In addition, SM procedures (also referred to as procedures for SM) include a UE-initiated PDU session establishment procedure, a UE- or SMF-initiated PDU session modification procedure, and a UE-requested PDU session release procedure.

Here, in the PDU session establishment procedure, the UE sends a PDU session establishment request message to the SMF, and the SMF that receives this may send a PDU session establishment accept message or a PDU session establishment reject message to the UE. Here, when the SMF accepts the PDU session establishment request from the UE, it may send a PDU session establishment accept message, and when it does not accept it, it may send a PDU session establishment reject message.

In addition, in the PDU session modification procedure initiated by the UE, the UE sends a PDU session modification request message to the SMF, and the SMF that receives this may either execute the SMF-initiated PDU session modification procedure or send a PDU session modification reject message to the UE. Here, when the SMF acknowledges the PDU session modification request from the UE, it may execute the SMF-initiated PDU session modification procedure, and when it does not acknowledge it, it may send a PDU session modification reject message.

In addition, in the PDU session modification procedure initiated by the SMF, the SMF sends a PDU session modification command message to the UE, and the UE that receives this may send a PDU session modification complete message or a PDU session modification command reject message to the SMF. Here, when the UE accepts the PDU session modification instruction from the SMF, it may send a PDU session modification complete message, and when it does not accept it, it may send a PDU session modification command reject message.

In addition, in the PDU session release procedure initiated by the UE, the UE sends a PDU session release request message to the SMF, and the SMF that receives this may either execute the PDU session release procedure initiated by the SMF or send a PDU session release reject message to the UE. Here, when the SMF acknowledges the PDU session release request from the UE, it may execute the PDU session release procedure initiated by the SMF, and when it does not acknowledge it, it may send a PDU session release reject message.

In addition, in the PDU session release procedure initiated by the SMF, the SMF may send a PDU session release command message to the UE, and the UE that receives this may send a PDU session release complete message to the SMF.

________

Challenge » Can you pick up the passage on PDU session procedures after its last sentence and carry it further? The data comes from a separate source.

Recorded information »
________

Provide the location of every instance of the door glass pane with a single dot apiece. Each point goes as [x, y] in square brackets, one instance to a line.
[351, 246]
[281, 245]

________

In response »
In addition, the MM (Mobility Management) message may be a control message transmitted and received between the UE and the AMF in the MM procedure, or may be a NAS message (also referred to as a NAS MM message).

In addition, an SM (Session Management) message (also referred to as a NAS (Non-Access-Stratum) SM message) may be a control message transmitted and received between a UE and an SMF via an AMF in an SM procedure, or may be a NAS message (also referred to as a NAS SM message).

In addition, the MM procedures (also referred to as procedures for MM) include a registration procedure initiated by the UE, a de-registration procedure initiated by the UE or AMF, a generic UE configuration update procedure initiated by the AMF, a service request procedure initiated by the UE, a paging procedure initiated by the AMF, and a notification procedure initiated by the AMF.

Here, in the registration procedure, the UE sends a registration request message to the AMF, and upon receiving this, the AMF may send a registration accept message or a registration reject message to the UE. Here, when the AMF accepts the registration request from the UE, it may send a registration reject message, and when it does not accept it, it may send a registration reject message.

In addition, in a deregistration procedure initiated by the UE, the UE may send a deregistration request message to the AMF, and the AMF receiving this may send a deregistration accept message to the UE.

In addition, in a deregistration procedure initiated by the AMF, the AMF may send a deregistration request message to the UE, and the UE that receives this may send a deregistration acceptance message to the AMF.

In addition, in a generic UE configuration update, the AMF may send a configuration update command message to the UE, and the UE that receives this may send a configuration update complete message to the AMF.

In addition, in the service request procedure, the UE sends a service request message to the AMF, and the AMF that receives this may send a service accept message or a service reject message to the UE. Here, when the AMF accepts the service request from the UE, it may send a service accept message, and when it does not accept it, it may send a service reject message.

In addition, in the paging procedure, the AMF sends a paging request (Request Paging) to the base station, and the base station that receives this sends a paging message to the UE, and the UE that receives this may send a service request message or a registration request message to the AMF.

In addition, in the notification procedure, the AMF sends a notification message to the UE, and the UE that receives this may send a notification response message to the AMF, or may send a service request message or a registration request message to the AMF.

In addition, the MM (Mobility Management) message may be a control message transmitted and received between the UE and the AMF in the MM procedure, or may be a NAS message (also referred to as a NAS MM message).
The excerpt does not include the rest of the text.